TASK BRIEF: Return the material unaltered, line by line.

SUPPLIED ENTRIES:

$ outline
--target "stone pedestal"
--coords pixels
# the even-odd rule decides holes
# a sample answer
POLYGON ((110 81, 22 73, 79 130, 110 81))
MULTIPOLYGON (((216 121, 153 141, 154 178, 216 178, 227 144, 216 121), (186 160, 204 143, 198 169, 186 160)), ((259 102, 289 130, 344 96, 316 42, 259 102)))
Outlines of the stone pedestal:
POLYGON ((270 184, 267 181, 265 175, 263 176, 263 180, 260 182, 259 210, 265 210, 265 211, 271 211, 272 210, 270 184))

SOLUTION TO THIS EXERCISE:
$ outline
--target "stone pedestal"
--coords pixels
# the even-odd rule decides holes
# a sample answer
POLYGON ((110 81, 22 73, 79 130, 110 81))
MULTIPOLYGON (((216 121, 153 141, 154 178, 216 178, 227 144, 216 121), (186 160, 204 143, 198 169, 186 160)), ((259 102, 289 130, 344 96, 316 42, 259 102)))
Outlines of the stone pedestal:
POLYGON ((270 184, 267 181, 265 175, 263 176, 263 180, 260 182, 259 210, 265 210, 265 211, 271 211, 272 210, 270 184))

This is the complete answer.